▶ Passage shown:
○ ○ ○

If You Like Your Credit Card, You Can’t Keep It: Bill’s Mandates Render Existing Cards Inoperable

This bill requires much more than “routing choice” or two networks per card. It also contains an explicit requirement that card issuers enable all types of transactions and security protocols, even if a bank or credit union board finds that these methods are unnecessary, unaffordable, or unsecure. Supporting the whims of any merchant in our large country would mean adopting many more than two networks, the only route to avoid a costly enforcement action from regulators. Each time a network is added or changed to keep up with merchant demands, hundreds of millions of new chip cards would have to be issued, inconveniencing cardholders, exposing consumers to identity fraud through mail theft, and increasing the cost of the payment system, particularly when there is a microchip shortage.

Federal Agency Statistics and Courts Agree: The Credit Card Marketplace is Competitive

Let us be clear: there is no deficiency in the current credit card processing system. To the contrary, it moves millions of dollars a second with 99.999% reliability and remains hardened against security intrusions and data theft. It provides protections like zero-dollar fraud liability for consumers and guaranteed payments for merchants, the kind of benefits that might be taken for granted but aren’t available through other payment methods. This 24x7/365 infrastructure is expensive and credit card interchange is a meaningful source of how it is financed.

○ ○ ○

▶ Problems to work on:
**1)** In the passage on the credit card bill, what level of reliability is claimed for the current credit card processing system?
**2)** Go on with the passage on the credit card bill, starting after its last sentence.
The listing comes from a different source than the passage on the credit card bill.

▶ Information provided:

○ ○ ○

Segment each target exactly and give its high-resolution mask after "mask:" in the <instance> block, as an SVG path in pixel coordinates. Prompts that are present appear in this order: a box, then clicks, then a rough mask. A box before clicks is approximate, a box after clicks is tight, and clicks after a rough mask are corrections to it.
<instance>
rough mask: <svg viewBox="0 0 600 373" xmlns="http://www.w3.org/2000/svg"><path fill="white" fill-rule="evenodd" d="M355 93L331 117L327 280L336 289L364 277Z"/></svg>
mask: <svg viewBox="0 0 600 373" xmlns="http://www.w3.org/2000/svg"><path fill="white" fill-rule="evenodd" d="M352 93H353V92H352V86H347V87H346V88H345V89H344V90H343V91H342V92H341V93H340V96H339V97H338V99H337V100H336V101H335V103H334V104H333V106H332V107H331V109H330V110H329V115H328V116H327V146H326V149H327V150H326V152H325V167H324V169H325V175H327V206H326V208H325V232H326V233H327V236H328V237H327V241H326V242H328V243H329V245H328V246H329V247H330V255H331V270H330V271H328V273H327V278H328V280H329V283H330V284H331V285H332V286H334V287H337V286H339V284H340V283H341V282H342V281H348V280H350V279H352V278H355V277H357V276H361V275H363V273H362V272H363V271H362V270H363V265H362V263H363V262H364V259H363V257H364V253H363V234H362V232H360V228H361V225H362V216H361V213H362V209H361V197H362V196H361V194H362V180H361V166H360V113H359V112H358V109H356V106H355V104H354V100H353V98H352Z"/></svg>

○ ○ ○

▶ Answers to each task:
**1)** 99.999% reliability.

**2)**
And with over 5,000 credit card issuers marketing directly to consumers, the credit card industry is competitive, as confirmed by metrics used by the FTC and DOJ, and a recent U.S. Supreme Court decision where no Justice found evidence of anticompetitive market structure . And, in fact, the Court affirmed that the credit card system is a “two-sided platform” in which no credit card transaction can occur unless both the merchant and the cardholder agree to use the same network and thus, they “cannot raise prices on one side without risking a feedback loop of declining demand.” Furthermore, the Consumer Financial Protection Bureau (CFPB) found in their biennial consumer credit card market report that “In 2019 and 2020, innovation continued to reshape the credit card market for both users and providers. New providers, including large and small financial institutions as well as startup and mainstream technology companies have entered—or are in the process of entering—the market with competing products, features, and methods for issuing credit cards.” The list of market participants is extensive and includes new payment systems for merchants such as Clover and Square. Retailers have also embraced Buy Now Pay Later (BNPL) products where they are charged as much as 6% more than they would pay under the current payment card system.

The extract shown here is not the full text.